__What to do__:
The answer is to be an exact copy of the lines below running from the line with "Wildlife-tally request: point out every instance of the bare" down to the line with "the camera lens", both ends included, and nothing more.

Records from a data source

◆ ◆ ◆

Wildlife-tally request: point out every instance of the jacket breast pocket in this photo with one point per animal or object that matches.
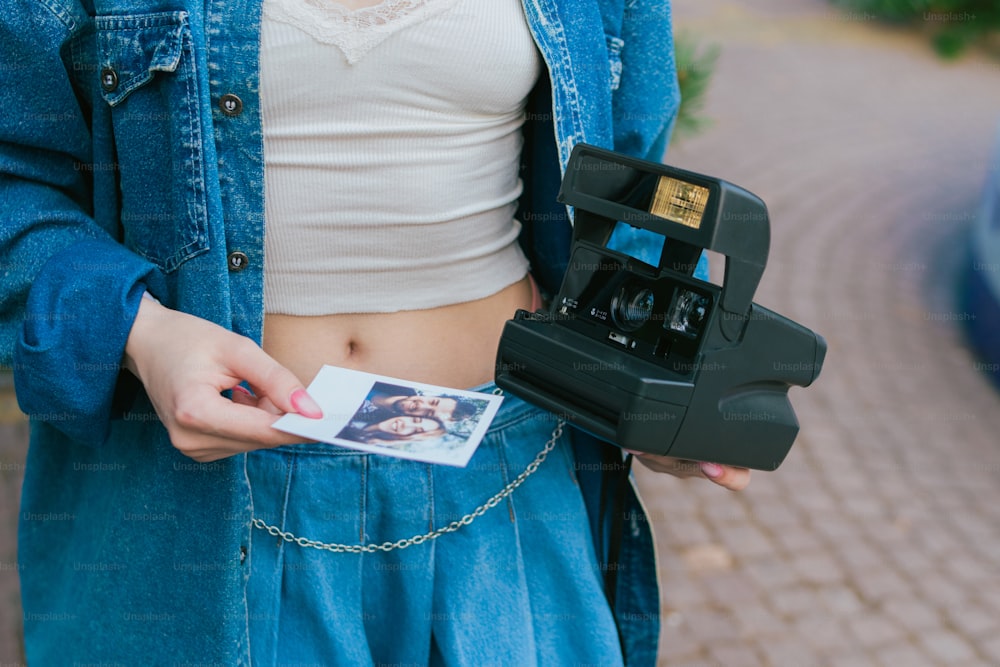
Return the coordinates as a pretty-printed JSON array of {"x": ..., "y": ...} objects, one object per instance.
[
  {"x": 615, "y": 45},
  {"x": 146, "y": 65}
]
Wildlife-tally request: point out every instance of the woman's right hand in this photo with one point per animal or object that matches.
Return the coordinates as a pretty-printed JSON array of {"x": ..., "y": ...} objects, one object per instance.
[{"x": 185, "y": 363}]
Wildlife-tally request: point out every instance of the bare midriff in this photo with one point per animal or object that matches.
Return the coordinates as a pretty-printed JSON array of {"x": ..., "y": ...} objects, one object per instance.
[{"x": 453, "y": 346}]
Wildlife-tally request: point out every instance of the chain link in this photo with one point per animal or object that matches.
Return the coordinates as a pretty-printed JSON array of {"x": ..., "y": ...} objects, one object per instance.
[{"x": 437, "y": 532}]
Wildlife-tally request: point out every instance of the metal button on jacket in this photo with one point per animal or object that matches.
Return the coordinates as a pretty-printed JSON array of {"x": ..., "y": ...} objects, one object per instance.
[
  {"x": 109, "y": 79},
  {"x": 238, "y": 261},
  {"x": 231, "y": 105}
]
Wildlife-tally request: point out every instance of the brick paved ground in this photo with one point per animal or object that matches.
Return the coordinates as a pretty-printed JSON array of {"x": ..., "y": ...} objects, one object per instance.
[{"x": 877, "y": 541}]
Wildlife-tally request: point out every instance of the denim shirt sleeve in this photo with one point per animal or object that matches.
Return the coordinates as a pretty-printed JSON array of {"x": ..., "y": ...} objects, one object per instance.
[{"x": 68, "y": 290}]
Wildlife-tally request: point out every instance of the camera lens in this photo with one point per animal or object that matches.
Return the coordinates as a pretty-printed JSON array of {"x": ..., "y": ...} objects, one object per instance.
[
  {"x": 687, "y": 313},
  {"x": 630, "y": 310}
]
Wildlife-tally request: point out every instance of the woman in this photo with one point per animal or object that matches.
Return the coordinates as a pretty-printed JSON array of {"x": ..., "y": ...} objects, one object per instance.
[
  {"x": 394, "y": 430},
  {"x": 140, "y": 139}
]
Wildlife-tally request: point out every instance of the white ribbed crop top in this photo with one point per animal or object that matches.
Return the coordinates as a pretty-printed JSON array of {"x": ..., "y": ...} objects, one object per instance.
[{"x": 392, "y": 138}]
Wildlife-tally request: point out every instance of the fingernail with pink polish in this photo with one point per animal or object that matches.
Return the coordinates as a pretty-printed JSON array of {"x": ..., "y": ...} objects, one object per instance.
[
  {"x": 305, "y": 405},
  {"x": 712, "y": 470}
]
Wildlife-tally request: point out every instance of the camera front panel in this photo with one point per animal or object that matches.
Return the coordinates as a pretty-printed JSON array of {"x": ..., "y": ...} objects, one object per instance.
[{"x": 659, "y": 316}]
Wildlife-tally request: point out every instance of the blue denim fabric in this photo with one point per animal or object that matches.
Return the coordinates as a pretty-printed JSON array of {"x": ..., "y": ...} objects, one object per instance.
[
  {"x": 520, "y": 585},
  {"x": 143, "y": 183}
]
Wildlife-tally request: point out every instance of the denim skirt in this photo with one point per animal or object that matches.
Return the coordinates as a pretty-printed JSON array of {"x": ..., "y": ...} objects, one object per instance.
[{"x": 520, "y": 585}]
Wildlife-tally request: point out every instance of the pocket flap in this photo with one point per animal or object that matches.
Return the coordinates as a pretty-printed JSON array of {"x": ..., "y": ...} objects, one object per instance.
[{"x": 132, "y": 48}]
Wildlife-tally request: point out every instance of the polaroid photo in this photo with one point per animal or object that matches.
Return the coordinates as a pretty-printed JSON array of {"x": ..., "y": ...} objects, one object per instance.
[{"x": 384, "y": 415}]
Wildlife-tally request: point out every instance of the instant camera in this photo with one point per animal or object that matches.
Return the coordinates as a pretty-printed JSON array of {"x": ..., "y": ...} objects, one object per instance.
[{"x": 648, "y": 357}]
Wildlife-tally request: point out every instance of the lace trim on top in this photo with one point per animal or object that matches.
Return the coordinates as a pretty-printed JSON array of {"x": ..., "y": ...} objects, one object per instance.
[{"x": 354, "y": 32}]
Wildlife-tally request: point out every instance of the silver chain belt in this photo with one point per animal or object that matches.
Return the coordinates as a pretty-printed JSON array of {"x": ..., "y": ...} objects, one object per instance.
[{"x": 437, "y": 532}]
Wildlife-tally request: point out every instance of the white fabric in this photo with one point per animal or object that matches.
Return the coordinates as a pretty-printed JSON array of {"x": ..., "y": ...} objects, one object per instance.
[{"x": 391, "y": 144}]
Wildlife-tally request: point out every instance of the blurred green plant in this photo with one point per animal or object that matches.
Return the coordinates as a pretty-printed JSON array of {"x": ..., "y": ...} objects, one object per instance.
[
  {"x": 954, "y": 25},
  {"x": 695, "y": 66}
]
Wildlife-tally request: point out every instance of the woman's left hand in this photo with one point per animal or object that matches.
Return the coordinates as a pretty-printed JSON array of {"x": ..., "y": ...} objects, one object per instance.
[{"x": 730, "y": 477}]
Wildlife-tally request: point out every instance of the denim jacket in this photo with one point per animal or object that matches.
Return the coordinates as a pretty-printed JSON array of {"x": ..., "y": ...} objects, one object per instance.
[{"x": 129, "y": 552}]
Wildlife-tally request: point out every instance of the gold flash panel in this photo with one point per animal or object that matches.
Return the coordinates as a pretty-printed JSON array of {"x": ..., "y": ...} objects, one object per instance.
[{"x": 679, "y": 202}]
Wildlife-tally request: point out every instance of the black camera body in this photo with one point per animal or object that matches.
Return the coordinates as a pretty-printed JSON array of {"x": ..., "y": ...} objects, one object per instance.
[{"x": 649, "y": 357}]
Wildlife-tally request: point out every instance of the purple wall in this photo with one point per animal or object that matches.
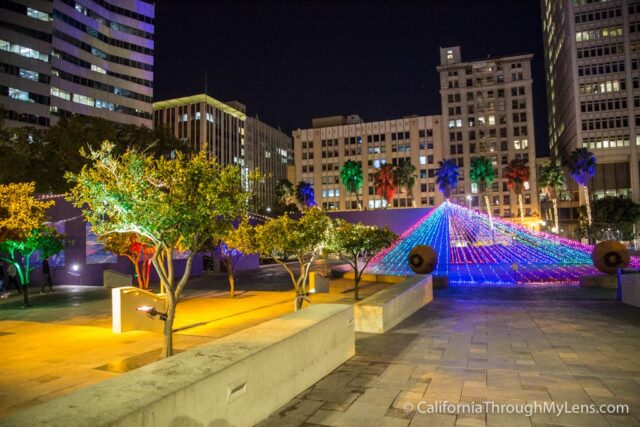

◆ ◆ ◆

__Exercise answer__:
Wildlife-tally request: point out every instance of the bare midriff in this photo with one point per animal or object that matches.
Return the coordinates as a pretty-printed JSON array of {"x": ..., "y": ...} objects, one object per instance.
[{"x": 453, "y": 346}]
Wildlife-tally request: point out every instance of the chain link in this photo with one point per animal or object that matches.
Return the coordinates as a pretty-printed JSON array of {"x": ..., "y": ...} objects, one object per instance.
[{"x": 437, "y": 532}]
Wildlife-tally request: point out every instance of the metal button on jacket in this photo with one point per animal or object that matches.
Return the coordinates as a pretty-printed JSON array of {"x": ..., "y": ...} objects, one object per instance.
[
  {"x": 109, "y": 79},
  {"x": 238, "y": 261},
  {"x": 231, "y": 105}
]
Wildlife-tally request: point out every instance of the brick paved ground in this photo with one point per animal or object that matches.
Return the coordinates as a pretty-printed JSON array of {"x": ..., "y": ...} objects, one object per instance.
[{"x": 877, "y": 541}]
Wildlife-tally request: point out every instance of the denim shirt sleeve in this photo with one point per animal or object that matches.
Return the coordinates as a pretty-printed JSON array of {"x": ..., "y": ...} objects, one object per instance.
[{"x": 68, "y": 290}]
Wildlife-tally request: point out every instance of the camera lens in this photo with one point per animal or object that matches.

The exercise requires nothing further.